Exercise —
Reproduce the material below, starting at the line that contains "sage green pillow" and stopping after the line that contains "[26,37,330,267]". Copy every line in that span, but shift each bounding-box coordinate by -129.

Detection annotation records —
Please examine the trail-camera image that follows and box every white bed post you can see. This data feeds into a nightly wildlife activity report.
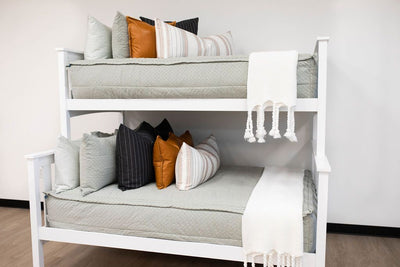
[28,159,44,267]
[56,48,83,138]
[313,37,330,267]
[25,151,54,267]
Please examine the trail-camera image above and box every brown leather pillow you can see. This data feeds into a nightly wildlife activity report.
[153,131,193,189]
[126,16,176,57]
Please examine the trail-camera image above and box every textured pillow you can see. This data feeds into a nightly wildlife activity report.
[175,135,220,190]
[54,136,81,193]
[79,134,116,196]
[116,123,154,190]
[112,12,129,58]
[155,19,233,58]
[153,131,193,189]
[84,16,112,60]
[126,17,176,58]
[140,17,199,35]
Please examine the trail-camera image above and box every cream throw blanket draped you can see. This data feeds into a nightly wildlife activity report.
[242,167,304,267]
[244,51,298,143]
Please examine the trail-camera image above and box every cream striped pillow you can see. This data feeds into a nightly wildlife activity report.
[155,19,233,58]
[175,135,220,190]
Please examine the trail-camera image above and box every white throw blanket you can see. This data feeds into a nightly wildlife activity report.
[242,167,304,267]
[244,51,298,143]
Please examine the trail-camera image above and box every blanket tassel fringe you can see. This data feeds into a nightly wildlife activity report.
[243,252,302,267]
[244,103,297,143]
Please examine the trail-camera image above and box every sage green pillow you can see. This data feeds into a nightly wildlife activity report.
[79,134,116,196]
[54,136,81,193]
[112,12,130,58]
[84,16,112,60]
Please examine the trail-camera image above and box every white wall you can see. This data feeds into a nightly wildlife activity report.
[0,0,400,227]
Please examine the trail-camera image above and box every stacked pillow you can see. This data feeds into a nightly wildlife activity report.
[156,19,233,58]
[55,132,117,195]
[175,135,221,190]
[116,119,173,190]
[153,131,193,189]
[84,12,233,60]
[55,119,220,196]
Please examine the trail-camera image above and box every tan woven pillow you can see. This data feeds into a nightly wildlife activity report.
[153,131,193,189]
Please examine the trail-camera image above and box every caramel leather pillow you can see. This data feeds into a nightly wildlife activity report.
[126,17,176,57]
[153,131,193,189]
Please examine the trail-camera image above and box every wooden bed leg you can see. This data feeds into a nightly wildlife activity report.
[316,172,329,267]
[28,159,44,267]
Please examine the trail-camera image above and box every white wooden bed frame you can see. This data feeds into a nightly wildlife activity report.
[26,37,330,267]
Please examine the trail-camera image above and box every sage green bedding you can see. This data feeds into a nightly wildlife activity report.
[45,167,316,252]
[67,54,317,99]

Answer for the task —
Please examine the trail-camera image above and box every sage green pillow you can see. This data feeds into a nightly wildlife activity report.
[-50,5,-13,67]
[-75,7,-48,64]
[-17,-117,1,-71]
[-45,-113,-17,-69]
Please examine the trail-camera image above and box every white wall you can see. This data feeds into a nightly wildlife activity report.
[-129,-129,271,98]
Please examine the trail-camera image above and box every stacked pillow you can see. This data feeds into a nightly wildlife activity report.
[27,-110,104,-71]
[-74,3,-12,66]
[46,6,92,61]
[-13,-10,44,61]
[24,2,64,60]
[-45,-117,104,-69]
[-74,-10,91,67]
Please examine the trail-camera image above and box every tan woven pillow you can see. This data feeds into a nightly wildlife activity report.
[24,2,64,60]
Please examine the trail-camera image above and box every caramel leather pillow you can see. This data feeds into a nightly wildlife activity report.
[-3,-112,47,-72]
[24,2,64,60]
Please examine the trail-camera image above and box every wooden bed leg you can see. This data feeds into a nightly wildlife activity report.
[187,43,200,138]
[-101,30,-85,138]
Please examine the trail-camera image above and box every white wooden bed frame you can see. This data feeds into a nightly wildlife activity report.
[-103,-92,201,138]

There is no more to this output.